## [Provided passage]
Meeting the bakers and seeing the bread baking process was, without a doubt, the highlight of our stay at Green Gulch. In addition to Green Gulch being a lettuce and greens paradise, it is closely affiliated with Tassajara, the first Zen training monastery outside Japan. Tassajara rest at the end of a sixteen mile long dirt road within the Ventana Wilderness, located just southeast of Carmel-by-the-Sea. The Tassajara Bread Book has inspired renowned and novice bakers and chefs for over thirty years, and in turn helped shape artisanal bread baking in the United States.
During our visit at Green Gulch, Marianne and I sat and ate breakfast around the wooden, family-style table in the dining hall. We wondered about the possibility of photographing the incredible kitchen. Once we cleaned our dishes, we walked valiantly into the kitchen and waited quietly until we were given permission to photo. We watched as the kitchen crew functioned like a well-oiled machine, working among the fresh farm vegetables and multiple jars of grain. An assortment of pots, pans, and utensils dangled from their hooks, also ready to be of service. With all the activity, we tried to stay out of the way and walked into a storage area, that led us into the bread kitchen. There, we were greeted by Mick Sopko, the friendly head baker of Green Gulch. His hands speckled with flour, he invited us in and introduced himself along with his assistant, then kindly let us photograph the masterful art of bread making. It was wonderful! The ease and precision that Mick portrays while kneading and monitoring the bread conveys his years of experience. A true master. Before we left, as we were in no hurry, Mick pulled out one of his bread books, Tartine Bread, and showed us some of his favorite bread illustrations. He asked if we had visited Tartine. We laughed and told him about previous visits and our plan of eating lunch there that day!

## [What is being asked]
Write the next part of the account of visiting the Green Gulch bread kitchen, picking up after its final sentence.

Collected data
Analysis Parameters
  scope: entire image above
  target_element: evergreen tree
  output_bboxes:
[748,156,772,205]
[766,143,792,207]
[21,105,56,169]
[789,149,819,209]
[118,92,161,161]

## [Written reply]
Bread baking is another one of the extraordinary things that Green Gulch provides. I will be participating in the 'fundamentals in bread baking' class this June for my birthday! So, if you feel inspired and hungry for bread, please join me at Green Gulch.
A huge thank you to Mick for his hospitality and for allowing us to capture the true art of bread making.